- Work item -
Print only the closing part of the entries. It starts at the line containing "Interiors are defined by the even-odd rule." and includes the final line, exactly as written.

+++ Supplied records

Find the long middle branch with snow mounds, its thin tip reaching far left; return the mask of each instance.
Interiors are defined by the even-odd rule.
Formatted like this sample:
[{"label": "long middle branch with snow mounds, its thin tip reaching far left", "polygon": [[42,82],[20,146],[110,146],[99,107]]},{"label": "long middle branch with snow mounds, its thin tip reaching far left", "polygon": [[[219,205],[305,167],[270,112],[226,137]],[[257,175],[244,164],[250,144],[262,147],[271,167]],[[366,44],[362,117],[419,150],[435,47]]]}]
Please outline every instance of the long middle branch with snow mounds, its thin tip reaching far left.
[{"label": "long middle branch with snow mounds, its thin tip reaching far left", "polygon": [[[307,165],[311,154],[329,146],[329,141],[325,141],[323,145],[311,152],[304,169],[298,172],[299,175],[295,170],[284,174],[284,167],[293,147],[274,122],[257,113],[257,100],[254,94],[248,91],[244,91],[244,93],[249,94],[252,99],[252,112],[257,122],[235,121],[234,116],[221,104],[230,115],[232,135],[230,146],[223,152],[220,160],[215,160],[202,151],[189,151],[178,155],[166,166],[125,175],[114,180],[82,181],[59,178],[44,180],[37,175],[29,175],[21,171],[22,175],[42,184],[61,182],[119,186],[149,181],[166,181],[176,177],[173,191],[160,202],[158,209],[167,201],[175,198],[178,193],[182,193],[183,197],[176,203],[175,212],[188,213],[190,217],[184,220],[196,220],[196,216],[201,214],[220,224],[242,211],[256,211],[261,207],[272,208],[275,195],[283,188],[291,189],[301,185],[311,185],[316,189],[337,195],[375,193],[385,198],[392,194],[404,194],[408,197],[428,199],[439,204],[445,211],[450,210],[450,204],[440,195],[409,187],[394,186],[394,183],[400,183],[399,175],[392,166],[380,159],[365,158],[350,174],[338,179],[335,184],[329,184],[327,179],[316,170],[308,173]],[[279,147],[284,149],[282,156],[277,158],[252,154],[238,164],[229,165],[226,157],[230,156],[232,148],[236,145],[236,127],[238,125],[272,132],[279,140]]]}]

++++++

- Answer space -
Interiors are defined by the even-odd rule.
Formatted like this sample:
[{"label": "long middle branch with snow mounds, its thin tip reaching far left", "polygon": [[42,82],[20,146],[110,146],[99,107]]},{"label": "long middle branch with snow mounds, its thin tip reaching far left", "polygon": [[[219,205],[305,167],[270,112],[226,137]],[[257,175],[244,164],[250,144],[262,147],[271,167]],[[366,44],[362,117],[419,150],[435,47]]]}]
Please outline every instance of the long middle branch with snow mounds, its thin tip reaching far left.
[{"label": "long middle branch with snow mounds, its thin tip reaching far left", "polygon": [[[307,165],[311,154],[329,146],[329,141],[325,141],[323,145],[311,152],[304,169],[298,172],[299,175],[295,170],[284,174],[284,167],[293,147],[274,122],[257,113],[257,100],[254,94],[248,91],[244,91],[244,93],[249,94],[252,99],[252,112],[257,122],[235,121],[234,116],[221,104],[230,115],[232,135],[230,146],[223,152],[220,160],[215,160],[202,151],[189,151],[178,155],[166,166],[125,175],[114,180],[82,181],[59,178],[44,180],[37,175],[29,175],[21,171],[22,175],[42,184],[61,182],[119,186],[149,181],[166,181],[176,177],[173,191],[160,202],[158,209],[167,201],[175,198],[178,193],[182,193],[183,197],[176,203],[175,212],[188,213],[190,217],[184,220],[196,220],[196,216],[201,214],[220,224],[242,211],[256,211],[261,207],[272,208],[275,195],[283,188],[291,189],[301,185],[311,185],[316,189],[337,195],[375,193],[385,198],[392,194],[404,194],[408,197],[428,199],[439,204],[445,211],[450,210],[450,204],[440,195],[409,187],[394,186],[394,183],[400,183],[399,175],[392,166],[380,159],[365,158],[350,174],[338,179],[335,184],[329,184],[327,179],[316,170],[308,173]],[[279,147],[284,149],[282,156],[277,158],[252,154],[238,164],[229,165],[226,157],[230,156],[232,148],[236,145],[236,127],[238,125],[272,132],[279,140]]]}]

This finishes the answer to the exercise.